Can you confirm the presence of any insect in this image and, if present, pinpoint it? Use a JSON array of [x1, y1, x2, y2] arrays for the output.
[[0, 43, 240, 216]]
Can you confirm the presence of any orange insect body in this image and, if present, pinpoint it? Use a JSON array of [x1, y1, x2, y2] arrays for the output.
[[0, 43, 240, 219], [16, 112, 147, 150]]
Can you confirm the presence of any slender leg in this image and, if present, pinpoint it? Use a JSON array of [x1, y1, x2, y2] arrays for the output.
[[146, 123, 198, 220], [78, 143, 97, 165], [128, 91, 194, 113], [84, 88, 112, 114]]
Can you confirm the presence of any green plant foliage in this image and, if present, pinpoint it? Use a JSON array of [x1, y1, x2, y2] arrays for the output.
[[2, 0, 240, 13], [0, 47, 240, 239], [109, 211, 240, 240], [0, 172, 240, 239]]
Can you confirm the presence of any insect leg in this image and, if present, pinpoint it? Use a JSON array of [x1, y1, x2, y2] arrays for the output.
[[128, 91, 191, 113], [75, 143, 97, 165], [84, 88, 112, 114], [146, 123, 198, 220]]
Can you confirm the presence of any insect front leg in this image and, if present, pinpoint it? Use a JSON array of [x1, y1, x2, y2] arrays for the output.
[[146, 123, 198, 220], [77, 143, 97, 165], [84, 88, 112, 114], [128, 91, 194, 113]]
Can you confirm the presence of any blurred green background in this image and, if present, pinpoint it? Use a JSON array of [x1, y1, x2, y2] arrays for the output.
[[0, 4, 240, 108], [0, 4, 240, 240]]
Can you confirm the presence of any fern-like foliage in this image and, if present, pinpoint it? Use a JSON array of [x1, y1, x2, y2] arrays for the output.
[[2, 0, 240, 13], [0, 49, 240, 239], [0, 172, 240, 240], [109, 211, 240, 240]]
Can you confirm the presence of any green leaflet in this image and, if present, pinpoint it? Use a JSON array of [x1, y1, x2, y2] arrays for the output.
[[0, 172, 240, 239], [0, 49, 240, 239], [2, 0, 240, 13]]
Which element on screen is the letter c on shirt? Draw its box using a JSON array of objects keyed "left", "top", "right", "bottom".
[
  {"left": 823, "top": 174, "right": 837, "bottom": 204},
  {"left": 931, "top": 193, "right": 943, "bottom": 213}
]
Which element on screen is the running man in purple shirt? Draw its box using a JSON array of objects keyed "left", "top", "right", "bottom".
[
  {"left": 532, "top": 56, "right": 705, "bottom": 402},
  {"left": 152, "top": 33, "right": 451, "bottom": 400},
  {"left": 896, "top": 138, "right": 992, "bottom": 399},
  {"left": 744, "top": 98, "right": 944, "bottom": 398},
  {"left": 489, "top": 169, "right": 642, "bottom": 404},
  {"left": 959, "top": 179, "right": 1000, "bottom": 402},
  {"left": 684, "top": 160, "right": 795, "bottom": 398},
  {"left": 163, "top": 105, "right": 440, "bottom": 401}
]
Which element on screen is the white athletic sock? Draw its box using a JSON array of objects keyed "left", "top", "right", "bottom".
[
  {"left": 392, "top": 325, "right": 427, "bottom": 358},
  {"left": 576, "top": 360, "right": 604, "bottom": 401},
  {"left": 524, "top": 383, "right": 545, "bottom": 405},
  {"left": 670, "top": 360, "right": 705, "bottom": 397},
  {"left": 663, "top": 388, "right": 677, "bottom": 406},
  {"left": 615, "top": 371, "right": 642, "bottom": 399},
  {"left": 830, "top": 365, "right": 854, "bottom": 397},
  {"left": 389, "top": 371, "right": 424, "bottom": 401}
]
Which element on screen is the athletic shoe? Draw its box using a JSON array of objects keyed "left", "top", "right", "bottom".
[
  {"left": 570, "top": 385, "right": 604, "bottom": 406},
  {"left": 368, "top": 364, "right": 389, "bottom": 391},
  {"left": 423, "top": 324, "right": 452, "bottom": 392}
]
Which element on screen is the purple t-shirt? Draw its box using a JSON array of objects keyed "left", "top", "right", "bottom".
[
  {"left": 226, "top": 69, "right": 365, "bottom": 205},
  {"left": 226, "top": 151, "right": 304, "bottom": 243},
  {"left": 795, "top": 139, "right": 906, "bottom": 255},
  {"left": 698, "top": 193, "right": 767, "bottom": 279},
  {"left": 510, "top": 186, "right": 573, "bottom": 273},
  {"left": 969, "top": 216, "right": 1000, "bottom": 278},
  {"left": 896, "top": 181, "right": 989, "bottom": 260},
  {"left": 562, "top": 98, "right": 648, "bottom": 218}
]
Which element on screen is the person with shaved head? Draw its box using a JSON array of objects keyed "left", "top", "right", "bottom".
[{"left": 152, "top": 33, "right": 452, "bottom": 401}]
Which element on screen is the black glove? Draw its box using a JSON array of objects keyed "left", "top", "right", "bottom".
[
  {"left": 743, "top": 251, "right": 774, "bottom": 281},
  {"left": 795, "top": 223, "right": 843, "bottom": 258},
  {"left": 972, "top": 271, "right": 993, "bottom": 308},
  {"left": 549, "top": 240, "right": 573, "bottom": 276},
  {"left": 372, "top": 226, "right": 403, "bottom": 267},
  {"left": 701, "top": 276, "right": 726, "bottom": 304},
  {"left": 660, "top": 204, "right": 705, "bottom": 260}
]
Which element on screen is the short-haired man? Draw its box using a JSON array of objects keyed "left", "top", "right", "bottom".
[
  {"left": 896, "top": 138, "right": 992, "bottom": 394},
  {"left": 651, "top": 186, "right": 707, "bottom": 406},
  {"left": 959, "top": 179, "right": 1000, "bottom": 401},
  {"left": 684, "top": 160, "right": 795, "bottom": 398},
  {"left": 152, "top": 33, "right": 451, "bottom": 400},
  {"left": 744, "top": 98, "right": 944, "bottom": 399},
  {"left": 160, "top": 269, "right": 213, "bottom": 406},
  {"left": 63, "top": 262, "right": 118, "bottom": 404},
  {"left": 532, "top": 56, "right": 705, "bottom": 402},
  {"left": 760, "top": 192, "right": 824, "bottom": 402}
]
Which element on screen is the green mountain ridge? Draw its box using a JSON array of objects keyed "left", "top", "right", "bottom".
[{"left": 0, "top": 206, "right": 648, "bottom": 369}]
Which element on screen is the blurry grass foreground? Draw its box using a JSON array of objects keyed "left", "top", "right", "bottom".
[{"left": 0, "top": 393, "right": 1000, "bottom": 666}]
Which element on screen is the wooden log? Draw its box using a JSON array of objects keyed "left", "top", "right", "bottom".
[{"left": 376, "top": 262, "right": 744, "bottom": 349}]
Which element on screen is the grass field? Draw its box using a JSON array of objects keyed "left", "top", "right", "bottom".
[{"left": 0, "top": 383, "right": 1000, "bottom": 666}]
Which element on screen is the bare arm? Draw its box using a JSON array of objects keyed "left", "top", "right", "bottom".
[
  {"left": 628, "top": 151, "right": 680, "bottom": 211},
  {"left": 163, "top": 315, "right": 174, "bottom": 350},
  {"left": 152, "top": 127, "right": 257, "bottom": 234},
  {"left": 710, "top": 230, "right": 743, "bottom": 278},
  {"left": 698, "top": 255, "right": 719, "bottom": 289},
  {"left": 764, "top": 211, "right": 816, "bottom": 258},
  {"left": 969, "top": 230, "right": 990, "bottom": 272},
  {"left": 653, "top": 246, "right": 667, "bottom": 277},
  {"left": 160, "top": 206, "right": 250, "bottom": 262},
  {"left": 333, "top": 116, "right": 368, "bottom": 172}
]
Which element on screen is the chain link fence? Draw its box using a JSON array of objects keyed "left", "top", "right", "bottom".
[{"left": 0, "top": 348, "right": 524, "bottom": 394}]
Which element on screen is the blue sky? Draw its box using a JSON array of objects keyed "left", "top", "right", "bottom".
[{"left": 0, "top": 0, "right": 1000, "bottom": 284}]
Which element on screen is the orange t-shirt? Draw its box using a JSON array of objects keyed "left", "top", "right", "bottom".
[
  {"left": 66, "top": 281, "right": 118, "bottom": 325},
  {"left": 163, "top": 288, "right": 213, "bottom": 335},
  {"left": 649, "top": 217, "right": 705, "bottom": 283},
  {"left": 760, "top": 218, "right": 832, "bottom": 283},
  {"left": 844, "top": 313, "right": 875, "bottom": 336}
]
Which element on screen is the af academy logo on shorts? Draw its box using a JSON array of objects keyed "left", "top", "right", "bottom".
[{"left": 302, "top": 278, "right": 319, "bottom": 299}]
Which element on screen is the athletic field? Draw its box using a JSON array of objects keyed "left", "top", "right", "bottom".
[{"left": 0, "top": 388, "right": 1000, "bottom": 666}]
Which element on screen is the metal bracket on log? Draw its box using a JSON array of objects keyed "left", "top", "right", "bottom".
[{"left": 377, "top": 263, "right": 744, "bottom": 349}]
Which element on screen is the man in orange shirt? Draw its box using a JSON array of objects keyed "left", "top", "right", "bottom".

----

■ Problem details ■
Update the lines that run from the one containing "Can you confirm the presence of any slender" through the one containing "211, 240, 240]]", replacing "foliage" with "leaves" and leaving everything else unchanged. Give back only those lines.

■ Solution to this exercise ■
Can you confirm the presence of any slender leg in this image and, if present, pinpoint it? Use a JSON array of [x1, y1, x2, y2] arrays for the output.
[[146, 123, 198, 220], [78, 143, 97, 165], [128, 91, 194, 113], [84, 88, 112, 114]]
Can you confirm the presence of any green plant leaves in this image and, if present, pinpoint it? Use a JSON array of [x1, y1, x2, y2] arrays for the output.
[[2, 0, 240, 13], [0, 47, 240, 239], [109, 211, 240, 240], [0, 172, 240, 239]]
Can you confirm the presence of any insect leg in this image and, if present, pinpoint it? Use a JSON array of [x1, y1, x2, y2] arrays for the output.
[[128, 91, 191, 113], [75, 143, 97, 165], [84, 88, 112, 114], [146, 123, 198, 220]]
Can you confirm the presence of any insect front leg in this image and, if present, pinpoint it? Use a JSON array of [x1, y1, x2, y2] arrays for the output.
[[146, 123, 198, 220], [77, 143, 97, 165], [84, 88, 112, 114], [128, 91, 194, 113]]
Can you confirm the presence of any blurred green background in this image and, if present, pinpoint it? Use a JSON array of [x1, y1, x2, y2] arrays for the output.
[[0, 4, 240, 108], [0, 4, 240, 240]]
Can you confirm the presence of any fern-like leaves in this image and, if present, pinpoint it? Use a JSON array of [x1, y1, x2, y2] arrays for the output.
[[2, 0, 240, 13], [0, 49, 240, 239], [0, 172, 240, 240], [109, 211, 240, 240]]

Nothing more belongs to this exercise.